Directions for this task
All that is wanted is an exact copy of the line containing "target: wood-paneled wall | mode: bbox" and the lines after it, through the end of the records.

Raw data

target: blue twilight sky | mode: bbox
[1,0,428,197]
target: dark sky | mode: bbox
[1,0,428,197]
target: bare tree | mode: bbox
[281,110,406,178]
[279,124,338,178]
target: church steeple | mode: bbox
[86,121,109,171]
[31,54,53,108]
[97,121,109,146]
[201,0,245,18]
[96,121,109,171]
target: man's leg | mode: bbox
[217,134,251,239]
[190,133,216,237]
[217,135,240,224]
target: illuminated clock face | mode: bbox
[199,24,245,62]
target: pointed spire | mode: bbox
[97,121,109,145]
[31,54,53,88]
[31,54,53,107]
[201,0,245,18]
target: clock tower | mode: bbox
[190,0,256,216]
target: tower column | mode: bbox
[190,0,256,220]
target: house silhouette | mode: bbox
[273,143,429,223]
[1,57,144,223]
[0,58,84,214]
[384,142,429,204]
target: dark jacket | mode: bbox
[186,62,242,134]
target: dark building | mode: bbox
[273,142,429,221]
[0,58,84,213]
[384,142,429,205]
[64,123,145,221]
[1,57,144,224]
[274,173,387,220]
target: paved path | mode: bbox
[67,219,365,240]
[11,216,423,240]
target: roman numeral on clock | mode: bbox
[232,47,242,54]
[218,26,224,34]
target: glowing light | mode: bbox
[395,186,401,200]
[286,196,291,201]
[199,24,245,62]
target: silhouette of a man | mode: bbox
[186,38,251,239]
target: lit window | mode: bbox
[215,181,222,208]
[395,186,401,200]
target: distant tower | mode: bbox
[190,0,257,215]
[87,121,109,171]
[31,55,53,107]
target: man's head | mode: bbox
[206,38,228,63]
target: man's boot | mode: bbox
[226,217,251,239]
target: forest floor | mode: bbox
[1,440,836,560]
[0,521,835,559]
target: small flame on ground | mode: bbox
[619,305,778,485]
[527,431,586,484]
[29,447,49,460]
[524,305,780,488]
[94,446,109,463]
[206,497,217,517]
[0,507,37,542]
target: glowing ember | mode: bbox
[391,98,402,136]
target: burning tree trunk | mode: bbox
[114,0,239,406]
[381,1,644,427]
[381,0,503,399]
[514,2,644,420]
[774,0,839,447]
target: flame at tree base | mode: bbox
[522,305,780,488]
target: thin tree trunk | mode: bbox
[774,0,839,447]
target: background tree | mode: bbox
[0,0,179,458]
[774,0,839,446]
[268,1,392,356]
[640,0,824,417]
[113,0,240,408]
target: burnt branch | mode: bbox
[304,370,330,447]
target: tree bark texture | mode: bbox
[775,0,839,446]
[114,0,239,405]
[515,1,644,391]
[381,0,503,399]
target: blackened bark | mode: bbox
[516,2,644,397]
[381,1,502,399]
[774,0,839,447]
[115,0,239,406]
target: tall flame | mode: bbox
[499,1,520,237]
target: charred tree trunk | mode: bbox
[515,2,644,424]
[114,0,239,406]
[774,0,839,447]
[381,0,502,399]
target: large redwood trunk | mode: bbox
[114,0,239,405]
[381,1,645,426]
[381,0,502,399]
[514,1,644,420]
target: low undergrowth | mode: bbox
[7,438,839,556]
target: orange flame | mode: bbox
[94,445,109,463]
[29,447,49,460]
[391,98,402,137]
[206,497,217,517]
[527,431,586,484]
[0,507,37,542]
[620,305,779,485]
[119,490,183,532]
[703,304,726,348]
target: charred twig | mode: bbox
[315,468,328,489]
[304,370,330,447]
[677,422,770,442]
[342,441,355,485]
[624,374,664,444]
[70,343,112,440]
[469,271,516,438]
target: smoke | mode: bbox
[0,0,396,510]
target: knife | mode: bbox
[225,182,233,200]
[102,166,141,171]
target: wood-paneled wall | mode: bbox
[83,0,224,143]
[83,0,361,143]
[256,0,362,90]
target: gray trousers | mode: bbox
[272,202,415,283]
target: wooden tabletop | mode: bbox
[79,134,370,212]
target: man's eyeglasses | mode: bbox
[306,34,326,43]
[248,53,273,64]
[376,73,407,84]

Response area
target: wood-paneled wall | mode: bbox
[83,0,224,143]
[83,0,361,143]
[256,0,362,90]
target: gray trousers | mode: bbox
[272,202,415,283]
target: wooden tabletop | mode: bbox
[79,134,370,212]
target: man's eyeglasses | mode: bbox
[306,34,326,43]
[248,53,273,64]
[376,73,407,84]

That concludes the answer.